» Exercise instructions
Which lines in the records below contain the word "instance"? Extract each of those lines in full.

» Items

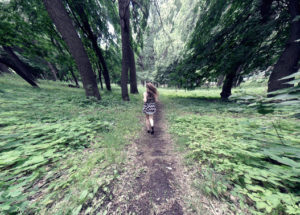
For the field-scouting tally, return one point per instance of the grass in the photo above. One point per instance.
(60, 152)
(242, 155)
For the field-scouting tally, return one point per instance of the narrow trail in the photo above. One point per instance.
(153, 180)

* * *

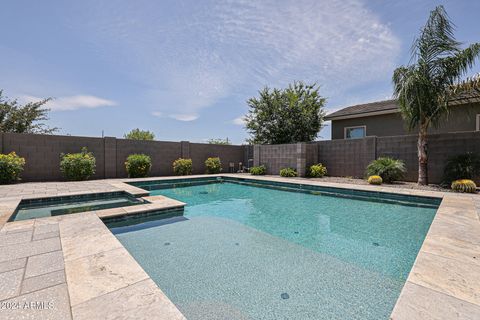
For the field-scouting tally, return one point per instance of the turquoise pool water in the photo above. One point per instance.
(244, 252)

» Answer to the problem
For the field-scouting tally, return one point per instance of the grass in the photo above. One point per instance.
For the field-scouting tally, return one point per instance of the narrow trail in the photo above. One point per instance.
For the field-scouting tally, return one point per instance of the turquoise pool water in the photo above. One point per instance.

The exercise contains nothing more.